**TASK INSTRUCTIONS**
Count the lines in the data below that contain the string "wing", with case counting, and reply with only the number.

**Entries for pointing and labeling**
•••••

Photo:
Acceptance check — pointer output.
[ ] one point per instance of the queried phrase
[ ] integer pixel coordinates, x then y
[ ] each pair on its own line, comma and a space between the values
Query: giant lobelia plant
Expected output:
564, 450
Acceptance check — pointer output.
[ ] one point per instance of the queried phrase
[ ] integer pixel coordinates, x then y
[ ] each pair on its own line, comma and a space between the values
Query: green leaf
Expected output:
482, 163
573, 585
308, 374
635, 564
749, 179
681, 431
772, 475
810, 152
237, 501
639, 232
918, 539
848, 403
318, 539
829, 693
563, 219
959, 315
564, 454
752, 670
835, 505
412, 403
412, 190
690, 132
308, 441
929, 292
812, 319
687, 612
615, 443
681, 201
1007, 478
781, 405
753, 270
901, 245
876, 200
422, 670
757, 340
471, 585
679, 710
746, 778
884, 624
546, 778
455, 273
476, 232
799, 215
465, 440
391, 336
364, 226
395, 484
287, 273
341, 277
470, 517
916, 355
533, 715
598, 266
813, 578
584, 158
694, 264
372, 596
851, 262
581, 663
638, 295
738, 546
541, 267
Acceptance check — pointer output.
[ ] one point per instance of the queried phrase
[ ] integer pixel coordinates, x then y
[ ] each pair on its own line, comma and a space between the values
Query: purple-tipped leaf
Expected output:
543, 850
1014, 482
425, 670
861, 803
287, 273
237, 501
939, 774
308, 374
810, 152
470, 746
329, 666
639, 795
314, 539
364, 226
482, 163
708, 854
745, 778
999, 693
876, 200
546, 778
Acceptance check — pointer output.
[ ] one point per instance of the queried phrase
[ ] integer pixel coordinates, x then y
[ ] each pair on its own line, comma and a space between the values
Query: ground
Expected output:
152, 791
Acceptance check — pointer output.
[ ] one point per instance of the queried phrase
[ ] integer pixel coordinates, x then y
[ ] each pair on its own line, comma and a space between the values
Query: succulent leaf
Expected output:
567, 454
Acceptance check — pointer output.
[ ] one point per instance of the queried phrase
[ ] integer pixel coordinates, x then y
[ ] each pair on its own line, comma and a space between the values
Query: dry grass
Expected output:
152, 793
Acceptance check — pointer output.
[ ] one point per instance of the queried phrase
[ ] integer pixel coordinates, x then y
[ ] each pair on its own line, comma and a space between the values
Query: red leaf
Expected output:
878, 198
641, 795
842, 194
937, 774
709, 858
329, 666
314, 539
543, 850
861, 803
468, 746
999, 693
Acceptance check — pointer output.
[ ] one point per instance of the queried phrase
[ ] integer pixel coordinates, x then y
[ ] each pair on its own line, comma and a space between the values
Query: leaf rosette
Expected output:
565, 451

•••••

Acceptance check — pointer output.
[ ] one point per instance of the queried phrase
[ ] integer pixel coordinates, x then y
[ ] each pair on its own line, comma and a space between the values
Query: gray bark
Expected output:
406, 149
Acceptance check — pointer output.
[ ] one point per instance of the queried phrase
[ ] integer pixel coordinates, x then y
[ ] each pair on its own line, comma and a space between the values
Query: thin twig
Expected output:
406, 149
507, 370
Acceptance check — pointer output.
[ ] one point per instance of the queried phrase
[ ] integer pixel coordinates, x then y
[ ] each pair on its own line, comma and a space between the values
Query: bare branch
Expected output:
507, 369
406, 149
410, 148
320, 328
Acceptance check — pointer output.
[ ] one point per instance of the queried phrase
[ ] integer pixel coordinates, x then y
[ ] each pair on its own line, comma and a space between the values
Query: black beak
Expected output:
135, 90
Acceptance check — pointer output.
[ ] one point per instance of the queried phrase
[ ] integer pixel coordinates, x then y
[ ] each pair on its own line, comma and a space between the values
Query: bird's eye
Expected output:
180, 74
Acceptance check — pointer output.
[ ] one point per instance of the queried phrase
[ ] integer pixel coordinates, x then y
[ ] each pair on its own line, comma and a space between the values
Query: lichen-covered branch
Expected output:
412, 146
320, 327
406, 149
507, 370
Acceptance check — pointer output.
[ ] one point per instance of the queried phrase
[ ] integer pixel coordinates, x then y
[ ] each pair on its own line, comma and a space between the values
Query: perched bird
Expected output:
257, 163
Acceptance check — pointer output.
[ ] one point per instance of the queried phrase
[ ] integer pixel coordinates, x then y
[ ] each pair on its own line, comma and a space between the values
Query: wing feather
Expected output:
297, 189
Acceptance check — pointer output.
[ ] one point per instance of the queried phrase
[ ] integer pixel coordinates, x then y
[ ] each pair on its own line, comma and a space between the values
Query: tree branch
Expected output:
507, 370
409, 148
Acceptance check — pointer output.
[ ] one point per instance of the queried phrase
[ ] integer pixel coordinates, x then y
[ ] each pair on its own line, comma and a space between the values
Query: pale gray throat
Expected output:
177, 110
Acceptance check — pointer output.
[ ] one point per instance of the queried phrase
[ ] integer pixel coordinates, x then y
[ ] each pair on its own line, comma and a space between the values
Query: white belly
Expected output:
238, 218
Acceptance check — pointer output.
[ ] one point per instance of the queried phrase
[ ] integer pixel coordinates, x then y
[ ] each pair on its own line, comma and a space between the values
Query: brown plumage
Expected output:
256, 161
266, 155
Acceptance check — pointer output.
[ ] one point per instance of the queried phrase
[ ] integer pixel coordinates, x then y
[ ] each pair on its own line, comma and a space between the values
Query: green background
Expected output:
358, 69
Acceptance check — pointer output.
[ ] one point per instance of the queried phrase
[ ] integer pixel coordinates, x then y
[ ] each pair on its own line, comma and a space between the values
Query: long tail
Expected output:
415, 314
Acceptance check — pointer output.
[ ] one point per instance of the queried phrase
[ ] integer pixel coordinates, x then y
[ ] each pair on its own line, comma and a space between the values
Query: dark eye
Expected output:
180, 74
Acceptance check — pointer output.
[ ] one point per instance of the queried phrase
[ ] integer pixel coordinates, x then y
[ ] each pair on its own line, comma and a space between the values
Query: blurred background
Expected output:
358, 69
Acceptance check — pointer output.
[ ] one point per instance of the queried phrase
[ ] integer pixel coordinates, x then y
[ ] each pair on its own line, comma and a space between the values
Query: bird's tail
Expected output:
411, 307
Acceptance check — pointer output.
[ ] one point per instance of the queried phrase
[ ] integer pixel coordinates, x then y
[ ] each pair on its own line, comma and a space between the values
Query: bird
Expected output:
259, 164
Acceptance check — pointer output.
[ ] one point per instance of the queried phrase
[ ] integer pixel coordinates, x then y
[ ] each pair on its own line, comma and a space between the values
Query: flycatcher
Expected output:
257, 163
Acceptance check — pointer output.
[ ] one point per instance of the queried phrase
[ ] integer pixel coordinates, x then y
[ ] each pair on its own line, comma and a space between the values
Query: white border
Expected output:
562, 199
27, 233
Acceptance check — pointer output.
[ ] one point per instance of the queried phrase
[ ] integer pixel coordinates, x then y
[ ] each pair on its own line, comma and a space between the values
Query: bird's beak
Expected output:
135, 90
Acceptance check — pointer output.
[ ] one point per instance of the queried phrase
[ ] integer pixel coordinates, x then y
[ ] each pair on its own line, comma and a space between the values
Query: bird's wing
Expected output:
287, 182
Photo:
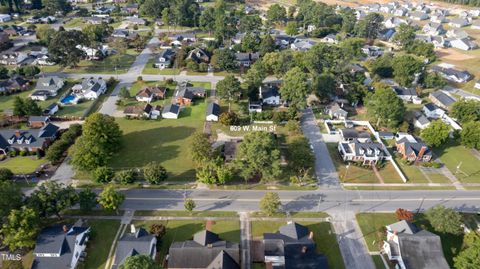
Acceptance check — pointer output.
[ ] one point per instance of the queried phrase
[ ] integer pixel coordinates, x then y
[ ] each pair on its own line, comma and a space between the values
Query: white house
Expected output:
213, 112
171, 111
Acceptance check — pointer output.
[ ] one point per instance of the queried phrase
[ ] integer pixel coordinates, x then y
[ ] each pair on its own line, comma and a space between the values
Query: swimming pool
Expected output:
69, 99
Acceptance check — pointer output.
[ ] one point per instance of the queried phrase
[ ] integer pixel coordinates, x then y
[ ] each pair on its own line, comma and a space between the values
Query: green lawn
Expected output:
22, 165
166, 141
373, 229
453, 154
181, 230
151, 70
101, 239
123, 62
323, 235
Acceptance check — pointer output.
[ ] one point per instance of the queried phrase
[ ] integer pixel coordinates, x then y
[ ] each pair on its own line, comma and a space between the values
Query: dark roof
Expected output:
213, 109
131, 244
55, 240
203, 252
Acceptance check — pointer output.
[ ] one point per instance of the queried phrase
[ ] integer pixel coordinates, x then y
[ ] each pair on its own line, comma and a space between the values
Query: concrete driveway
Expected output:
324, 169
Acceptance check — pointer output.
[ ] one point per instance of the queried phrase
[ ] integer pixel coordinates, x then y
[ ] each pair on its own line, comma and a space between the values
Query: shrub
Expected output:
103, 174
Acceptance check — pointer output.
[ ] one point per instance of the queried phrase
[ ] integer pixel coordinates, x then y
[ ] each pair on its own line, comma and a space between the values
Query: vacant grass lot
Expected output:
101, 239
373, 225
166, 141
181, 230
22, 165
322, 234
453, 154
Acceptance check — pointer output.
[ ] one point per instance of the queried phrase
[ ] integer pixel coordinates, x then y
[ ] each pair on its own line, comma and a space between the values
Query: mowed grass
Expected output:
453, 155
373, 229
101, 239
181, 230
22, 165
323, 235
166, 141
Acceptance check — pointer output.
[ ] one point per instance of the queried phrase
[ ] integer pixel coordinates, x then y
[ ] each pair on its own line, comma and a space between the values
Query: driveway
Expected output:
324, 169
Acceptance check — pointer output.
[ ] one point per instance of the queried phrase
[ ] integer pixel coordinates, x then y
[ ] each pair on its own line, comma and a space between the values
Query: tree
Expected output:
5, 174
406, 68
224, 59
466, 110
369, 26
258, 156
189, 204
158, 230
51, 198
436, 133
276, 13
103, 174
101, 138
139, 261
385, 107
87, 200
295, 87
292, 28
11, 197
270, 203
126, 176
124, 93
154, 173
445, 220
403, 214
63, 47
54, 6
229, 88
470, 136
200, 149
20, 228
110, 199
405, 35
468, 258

•••••

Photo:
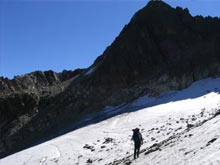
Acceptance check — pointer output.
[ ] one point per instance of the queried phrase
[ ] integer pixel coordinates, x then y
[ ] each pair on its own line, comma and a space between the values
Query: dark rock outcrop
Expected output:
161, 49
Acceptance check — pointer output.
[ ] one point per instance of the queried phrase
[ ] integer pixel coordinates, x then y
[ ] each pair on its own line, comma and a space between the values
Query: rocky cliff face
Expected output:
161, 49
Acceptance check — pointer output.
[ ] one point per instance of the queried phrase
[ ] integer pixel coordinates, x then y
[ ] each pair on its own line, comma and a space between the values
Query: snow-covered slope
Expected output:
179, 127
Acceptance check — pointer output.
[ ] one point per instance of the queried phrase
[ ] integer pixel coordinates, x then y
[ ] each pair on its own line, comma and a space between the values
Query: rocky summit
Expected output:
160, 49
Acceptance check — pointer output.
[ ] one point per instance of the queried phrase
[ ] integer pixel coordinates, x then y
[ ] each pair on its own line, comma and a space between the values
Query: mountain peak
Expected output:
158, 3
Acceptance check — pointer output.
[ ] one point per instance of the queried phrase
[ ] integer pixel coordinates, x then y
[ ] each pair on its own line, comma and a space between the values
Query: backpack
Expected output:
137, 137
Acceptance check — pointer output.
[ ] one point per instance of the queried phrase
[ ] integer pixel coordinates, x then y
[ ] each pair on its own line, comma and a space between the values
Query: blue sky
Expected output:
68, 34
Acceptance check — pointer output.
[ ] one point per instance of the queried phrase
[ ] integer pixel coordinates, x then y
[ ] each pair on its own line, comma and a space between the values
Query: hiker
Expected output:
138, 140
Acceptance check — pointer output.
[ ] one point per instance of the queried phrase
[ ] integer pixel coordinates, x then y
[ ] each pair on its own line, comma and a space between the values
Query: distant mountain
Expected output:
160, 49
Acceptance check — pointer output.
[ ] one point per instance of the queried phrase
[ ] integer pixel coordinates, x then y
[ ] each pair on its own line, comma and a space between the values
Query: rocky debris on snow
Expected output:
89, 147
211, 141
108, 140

•••••

**EXPECTED ANSWER**
2